Selected excerpt:
Residents disagree on a plan to make a busy stretch of Bay to Bay Boulevard safer for bikers and pedestrians that involves reducing lanes, possibly making traffic congestion even worse.
Residents disagree on a plan to make a busy stretch of Bay to Bay Boulevard safer for bikers and pedestrians that involves reducing lanes, possibly making traffic congestion even worse.
Published Feb. 16, 2018

TAMPA — Everyone agrees that Bay to Bay Boulevard has a traffic problem.

But a plan to put the major east-west thoroughfare on a "road diet" has neighborhoods like Palma Ceia and Virginia Park in an uproar.

Some residents cheer changes to make the street safer for bikers and pedestrians. Others fear reducing the roadway to three lanes on a six-block stretch between South Dale Mabry Highway and South Esperanza Avenue — while adding bike lanes — will make a often clogged street even more congested.

Still, others want to know why the joint city-county project isn't doing more to untangle rush hour traffic coming off the Lee Roy Selmon Expressway.

The proposal doesn't decrease the lanes between Esperanza and Bayshore, although it reduces westbound traffic to one lane and makes the three eastbound lanes all turning lanes — two left turns and one right. Those changes will help bikers and pedestrians navigate the busy eastern end of the boulevard.

Rows:
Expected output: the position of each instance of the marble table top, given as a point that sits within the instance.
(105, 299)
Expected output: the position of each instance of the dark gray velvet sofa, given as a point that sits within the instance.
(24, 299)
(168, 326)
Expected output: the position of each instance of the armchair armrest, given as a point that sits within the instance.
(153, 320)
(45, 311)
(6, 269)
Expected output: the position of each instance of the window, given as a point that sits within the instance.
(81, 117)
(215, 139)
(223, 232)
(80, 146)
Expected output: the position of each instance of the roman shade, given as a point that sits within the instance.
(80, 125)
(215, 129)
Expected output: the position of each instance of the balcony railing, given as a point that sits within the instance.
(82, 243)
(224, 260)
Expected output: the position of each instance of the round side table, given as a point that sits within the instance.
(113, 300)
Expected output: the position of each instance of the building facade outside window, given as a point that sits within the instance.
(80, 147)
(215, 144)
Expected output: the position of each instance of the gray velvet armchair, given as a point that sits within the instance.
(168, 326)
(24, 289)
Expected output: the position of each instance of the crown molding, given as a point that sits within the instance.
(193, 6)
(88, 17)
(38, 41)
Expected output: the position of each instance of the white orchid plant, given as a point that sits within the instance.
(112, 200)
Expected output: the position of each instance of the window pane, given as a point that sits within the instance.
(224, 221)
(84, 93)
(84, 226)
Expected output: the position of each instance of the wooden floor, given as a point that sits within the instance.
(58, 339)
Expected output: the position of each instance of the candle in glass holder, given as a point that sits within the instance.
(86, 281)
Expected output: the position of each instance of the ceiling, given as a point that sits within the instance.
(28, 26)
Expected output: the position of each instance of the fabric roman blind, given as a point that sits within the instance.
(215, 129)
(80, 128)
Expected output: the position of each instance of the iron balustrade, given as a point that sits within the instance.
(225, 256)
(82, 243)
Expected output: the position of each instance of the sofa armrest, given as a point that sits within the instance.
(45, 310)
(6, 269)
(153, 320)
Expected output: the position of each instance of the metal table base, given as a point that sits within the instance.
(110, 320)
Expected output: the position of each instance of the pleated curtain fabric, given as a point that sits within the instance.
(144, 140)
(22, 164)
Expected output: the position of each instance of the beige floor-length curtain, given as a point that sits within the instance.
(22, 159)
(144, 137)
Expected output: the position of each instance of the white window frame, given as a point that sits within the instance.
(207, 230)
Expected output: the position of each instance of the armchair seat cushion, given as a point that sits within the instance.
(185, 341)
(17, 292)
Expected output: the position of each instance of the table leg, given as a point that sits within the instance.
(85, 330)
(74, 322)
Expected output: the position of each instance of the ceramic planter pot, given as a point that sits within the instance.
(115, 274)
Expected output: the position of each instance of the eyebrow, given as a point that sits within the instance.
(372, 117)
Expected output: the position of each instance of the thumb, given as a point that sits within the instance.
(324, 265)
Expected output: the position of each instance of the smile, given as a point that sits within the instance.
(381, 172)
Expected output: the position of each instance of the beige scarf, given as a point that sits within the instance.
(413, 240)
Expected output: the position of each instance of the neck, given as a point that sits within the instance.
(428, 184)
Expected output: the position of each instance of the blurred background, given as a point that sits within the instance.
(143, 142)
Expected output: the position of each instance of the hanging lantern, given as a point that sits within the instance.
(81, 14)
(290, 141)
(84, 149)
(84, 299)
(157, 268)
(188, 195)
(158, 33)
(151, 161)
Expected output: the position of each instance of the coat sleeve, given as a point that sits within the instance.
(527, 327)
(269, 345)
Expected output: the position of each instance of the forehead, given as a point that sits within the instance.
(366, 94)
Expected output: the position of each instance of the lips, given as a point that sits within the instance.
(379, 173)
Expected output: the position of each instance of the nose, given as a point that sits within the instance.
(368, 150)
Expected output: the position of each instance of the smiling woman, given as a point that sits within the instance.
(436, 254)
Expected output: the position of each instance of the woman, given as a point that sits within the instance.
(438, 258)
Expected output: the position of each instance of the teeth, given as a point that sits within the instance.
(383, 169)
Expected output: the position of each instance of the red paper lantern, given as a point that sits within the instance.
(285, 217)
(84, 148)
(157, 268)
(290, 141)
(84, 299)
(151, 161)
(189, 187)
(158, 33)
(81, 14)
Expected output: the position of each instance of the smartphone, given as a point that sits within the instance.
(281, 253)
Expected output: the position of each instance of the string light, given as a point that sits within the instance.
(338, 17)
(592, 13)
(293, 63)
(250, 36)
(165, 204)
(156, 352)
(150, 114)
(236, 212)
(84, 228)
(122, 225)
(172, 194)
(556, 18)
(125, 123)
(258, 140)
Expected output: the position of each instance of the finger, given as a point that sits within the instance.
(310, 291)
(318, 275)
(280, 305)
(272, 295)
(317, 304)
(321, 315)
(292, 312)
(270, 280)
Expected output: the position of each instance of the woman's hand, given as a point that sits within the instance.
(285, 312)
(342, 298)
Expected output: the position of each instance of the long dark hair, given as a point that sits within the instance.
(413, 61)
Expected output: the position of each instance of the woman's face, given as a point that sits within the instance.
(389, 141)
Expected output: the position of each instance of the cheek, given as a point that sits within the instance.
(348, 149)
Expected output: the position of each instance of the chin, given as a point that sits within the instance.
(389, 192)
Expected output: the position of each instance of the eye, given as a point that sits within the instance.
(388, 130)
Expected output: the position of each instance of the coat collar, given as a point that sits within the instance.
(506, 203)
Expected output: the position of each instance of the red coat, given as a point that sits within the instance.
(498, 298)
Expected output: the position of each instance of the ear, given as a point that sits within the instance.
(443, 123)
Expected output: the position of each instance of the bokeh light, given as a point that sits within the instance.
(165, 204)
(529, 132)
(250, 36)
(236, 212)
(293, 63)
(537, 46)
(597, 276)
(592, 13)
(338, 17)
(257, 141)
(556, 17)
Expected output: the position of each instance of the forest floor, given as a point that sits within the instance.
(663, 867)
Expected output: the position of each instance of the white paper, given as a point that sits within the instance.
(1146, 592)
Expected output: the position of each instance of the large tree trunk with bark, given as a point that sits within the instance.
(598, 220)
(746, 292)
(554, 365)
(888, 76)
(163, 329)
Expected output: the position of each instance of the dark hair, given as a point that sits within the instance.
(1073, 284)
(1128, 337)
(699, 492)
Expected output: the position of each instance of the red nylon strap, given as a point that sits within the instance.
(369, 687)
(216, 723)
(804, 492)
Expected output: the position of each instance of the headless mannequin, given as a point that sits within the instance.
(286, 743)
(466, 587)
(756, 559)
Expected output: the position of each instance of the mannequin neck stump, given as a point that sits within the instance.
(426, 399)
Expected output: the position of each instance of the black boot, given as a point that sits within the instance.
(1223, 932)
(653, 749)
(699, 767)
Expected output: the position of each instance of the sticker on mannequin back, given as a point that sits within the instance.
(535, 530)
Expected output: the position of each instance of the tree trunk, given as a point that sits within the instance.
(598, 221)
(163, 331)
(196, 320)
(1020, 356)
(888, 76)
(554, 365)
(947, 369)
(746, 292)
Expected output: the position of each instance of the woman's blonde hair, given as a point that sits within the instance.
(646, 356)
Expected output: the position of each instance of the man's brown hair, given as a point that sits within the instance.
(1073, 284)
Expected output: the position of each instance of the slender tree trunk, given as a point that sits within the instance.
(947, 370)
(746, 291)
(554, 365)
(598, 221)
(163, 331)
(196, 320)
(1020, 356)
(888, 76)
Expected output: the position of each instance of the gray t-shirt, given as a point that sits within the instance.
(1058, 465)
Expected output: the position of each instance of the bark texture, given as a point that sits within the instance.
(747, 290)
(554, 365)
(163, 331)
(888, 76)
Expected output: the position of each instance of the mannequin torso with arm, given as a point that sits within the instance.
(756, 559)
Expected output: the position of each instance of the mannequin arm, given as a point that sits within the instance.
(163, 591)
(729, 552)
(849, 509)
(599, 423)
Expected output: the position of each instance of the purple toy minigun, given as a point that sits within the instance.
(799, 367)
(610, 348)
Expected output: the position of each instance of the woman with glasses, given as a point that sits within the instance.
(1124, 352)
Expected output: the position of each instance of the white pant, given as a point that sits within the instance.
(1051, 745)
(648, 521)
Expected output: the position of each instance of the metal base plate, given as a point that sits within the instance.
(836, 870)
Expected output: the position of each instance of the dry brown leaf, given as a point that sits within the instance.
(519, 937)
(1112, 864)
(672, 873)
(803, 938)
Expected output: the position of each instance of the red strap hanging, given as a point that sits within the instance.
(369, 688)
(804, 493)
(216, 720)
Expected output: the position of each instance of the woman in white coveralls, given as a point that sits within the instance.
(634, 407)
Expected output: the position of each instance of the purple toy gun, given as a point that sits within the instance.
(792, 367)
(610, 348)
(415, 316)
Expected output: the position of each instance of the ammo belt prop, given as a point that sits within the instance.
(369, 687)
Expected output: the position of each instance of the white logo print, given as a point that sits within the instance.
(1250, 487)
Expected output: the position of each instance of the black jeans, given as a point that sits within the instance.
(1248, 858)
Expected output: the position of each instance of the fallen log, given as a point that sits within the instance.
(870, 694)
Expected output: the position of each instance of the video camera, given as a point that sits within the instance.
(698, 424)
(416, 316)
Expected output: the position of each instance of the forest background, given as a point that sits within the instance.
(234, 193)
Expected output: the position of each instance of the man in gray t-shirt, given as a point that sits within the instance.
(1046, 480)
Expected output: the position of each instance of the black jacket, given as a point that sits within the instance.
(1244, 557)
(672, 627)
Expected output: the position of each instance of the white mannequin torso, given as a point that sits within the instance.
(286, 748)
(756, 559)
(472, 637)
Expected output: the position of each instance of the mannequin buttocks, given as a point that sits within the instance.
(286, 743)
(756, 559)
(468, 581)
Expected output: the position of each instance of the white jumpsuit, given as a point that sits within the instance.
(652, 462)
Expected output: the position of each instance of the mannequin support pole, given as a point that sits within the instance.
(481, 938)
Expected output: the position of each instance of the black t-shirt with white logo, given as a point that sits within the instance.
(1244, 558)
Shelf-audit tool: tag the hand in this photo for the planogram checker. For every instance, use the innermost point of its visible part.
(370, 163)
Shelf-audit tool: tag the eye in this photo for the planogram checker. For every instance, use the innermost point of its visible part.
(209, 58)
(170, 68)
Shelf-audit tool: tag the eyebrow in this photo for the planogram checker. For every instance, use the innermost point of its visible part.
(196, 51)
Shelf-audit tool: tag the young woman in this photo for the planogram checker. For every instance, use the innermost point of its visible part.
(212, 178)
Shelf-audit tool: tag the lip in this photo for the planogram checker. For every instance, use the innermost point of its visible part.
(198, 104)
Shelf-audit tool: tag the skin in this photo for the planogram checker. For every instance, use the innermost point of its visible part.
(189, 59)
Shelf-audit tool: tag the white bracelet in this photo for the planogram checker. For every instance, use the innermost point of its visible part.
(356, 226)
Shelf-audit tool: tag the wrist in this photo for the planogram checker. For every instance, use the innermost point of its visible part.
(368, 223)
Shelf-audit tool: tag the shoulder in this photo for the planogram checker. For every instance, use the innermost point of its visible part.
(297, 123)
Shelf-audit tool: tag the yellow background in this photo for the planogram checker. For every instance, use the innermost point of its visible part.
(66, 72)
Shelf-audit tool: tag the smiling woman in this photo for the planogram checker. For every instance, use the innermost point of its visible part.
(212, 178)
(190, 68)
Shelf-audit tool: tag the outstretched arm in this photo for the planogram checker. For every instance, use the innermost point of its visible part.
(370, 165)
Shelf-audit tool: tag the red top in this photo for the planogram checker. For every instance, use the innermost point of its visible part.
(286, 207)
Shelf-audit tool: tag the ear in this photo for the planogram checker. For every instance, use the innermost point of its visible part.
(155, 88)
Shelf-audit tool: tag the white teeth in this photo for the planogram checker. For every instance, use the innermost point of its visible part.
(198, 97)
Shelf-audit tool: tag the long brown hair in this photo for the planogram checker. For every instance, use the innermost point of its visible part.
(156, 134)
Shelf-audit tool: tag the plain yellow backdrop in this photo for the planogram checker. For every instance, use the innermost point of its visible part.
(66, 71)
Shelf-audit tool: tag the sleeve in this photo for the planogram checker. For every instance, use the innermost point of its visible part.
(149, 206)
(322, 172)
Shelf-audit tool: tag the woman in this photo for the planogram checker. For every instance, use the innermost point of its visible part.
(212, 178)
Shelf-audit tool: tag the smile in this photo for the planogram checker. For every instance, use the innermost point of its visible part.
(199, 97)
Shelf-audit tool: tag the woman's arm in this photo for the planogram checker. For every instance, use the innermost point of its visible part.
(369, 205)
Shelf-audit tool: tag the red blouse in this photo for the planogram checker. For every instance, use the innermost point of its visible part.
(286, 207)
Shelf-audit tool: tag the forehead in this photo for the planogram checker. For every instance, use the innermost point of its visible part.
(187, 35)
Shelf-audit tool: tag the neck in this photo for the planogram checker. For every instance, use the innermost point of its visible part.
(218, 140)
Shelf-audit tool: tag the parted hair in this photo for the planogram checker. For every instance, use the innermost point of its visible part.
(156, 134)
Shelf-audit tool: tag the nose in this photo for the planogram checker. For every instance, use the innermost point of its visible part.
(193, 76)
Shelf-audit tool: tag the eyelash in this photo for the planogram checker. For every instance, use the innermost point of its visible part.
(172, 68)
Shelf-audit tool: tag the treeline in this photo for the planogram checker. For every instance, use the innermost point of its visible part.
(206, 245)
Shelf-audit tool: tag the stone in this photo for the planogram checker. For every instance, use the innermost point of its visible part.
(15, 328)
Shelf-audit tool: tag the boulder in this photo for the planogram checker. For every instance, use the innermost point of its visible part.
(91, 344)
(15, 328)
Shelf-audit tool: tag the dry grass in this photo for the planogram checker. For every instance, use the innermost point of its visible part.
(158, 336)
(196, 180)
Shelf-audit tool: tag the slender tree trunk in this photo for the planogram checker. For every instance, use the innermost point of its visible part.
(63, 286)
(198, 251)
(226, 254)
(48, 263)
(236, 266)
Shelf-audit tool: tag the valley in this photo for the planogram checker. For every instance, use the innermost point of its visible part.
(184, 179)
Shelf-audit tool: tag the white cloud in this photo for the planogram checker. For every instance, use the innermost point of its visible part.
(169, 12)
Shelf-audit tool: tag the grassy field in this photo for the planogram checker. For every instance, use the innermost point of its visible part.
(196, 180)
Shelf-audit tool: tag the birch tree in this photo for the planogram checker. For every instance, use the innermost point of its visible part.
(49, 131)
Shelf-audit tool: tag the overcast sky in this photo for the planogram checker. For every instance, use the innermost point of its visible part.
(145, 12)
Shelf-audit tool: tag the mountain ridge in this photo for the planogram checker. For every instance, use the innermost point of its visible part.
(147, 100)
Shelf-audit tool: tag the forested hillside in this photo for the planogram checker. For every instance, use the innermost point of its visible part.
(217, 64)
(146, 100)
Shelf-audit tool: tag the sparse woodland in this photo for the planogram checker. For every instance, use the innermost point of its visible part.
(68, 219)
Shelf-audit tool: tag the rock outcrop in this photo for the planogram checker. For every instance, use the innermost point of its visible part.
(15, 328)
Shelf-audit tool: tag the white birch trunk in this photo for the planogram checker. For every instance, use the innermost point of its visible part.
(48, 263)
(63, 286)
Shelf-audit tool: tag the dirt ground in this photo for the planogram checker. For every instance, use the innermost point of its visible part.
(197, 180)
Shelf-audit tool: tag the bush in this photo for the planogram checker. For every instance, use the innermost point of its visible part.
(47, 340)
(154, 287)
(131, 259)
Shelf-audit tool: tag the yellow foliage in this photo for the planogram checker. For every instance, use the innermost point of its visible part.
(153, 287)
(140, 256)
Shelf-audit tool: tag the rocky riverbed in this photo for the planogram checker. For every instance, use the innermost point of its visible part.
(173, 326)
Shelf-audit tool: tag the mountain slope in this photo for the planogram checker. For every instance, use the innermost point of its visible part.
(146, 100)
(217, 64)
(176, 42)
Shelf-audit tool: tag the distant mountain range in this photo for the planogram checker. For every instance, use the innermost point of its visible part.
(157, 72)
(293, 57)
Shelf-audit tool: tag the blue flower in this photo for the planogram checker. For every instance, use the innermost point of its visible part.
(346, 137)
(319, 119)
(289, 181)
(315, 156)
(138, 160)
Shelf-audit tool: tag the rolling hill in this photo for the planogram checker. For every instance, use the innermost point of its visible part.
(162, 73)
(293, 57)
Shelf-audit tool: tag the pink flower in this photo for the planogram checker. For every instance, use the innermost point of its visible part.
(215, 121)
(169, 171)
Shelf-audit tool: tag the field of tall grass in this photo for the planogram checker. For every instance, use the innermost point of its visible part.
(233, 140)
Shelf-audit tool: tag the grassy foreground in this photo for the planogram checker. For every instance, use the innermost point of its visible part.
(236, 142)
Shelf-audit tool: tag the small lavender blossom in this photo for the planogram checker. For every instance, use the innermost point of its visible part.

Problems to work on:
1. Answer these from the Bay to Bay Boulevard article:
(a) On what date was it published?
(b) On the six-block stretch, how many lanes would the roadway be reduced to, and between which two streets?
(c) Between Esperanza and Bayshore, what would the three eastbound lanes become?
2. Return, word for word, the part of the Bay to Bay Boulevard article that opens with the words containing "Published Feb. 16, 2018" and closes with "Roy Selmon Expressway.".

Full solutions:
1.
(a) Feb. 16, 2018
(b) Three lanes, between South Dale Mabry Highway and South Esperanza Avenue
(c) All turning lanes: two left turns and one right

2.
Published Feb. 16, 2018

TAMPA — Everyone agrees that Bay to Bay Boulevard has a traffic problem.

But a plan to put the major east-west thoroughfare on a "road diet" has neighborhoods like Palma Ceia and Virginia Park in an uproar.

Some residents cheer changes to make the street safer for bikers and pedestrians. Others fear reducing the roadway to three lanes on a six-block stretch between South Dale Mabry Highway and South Esperanza Avenue — while adding bike lanes — will make a often clogged street even more congested.

Still, others want to know why the joint city-county project isn't doing more to untangle rush hour traffic coming off the Lee Roy Selmon Expressway.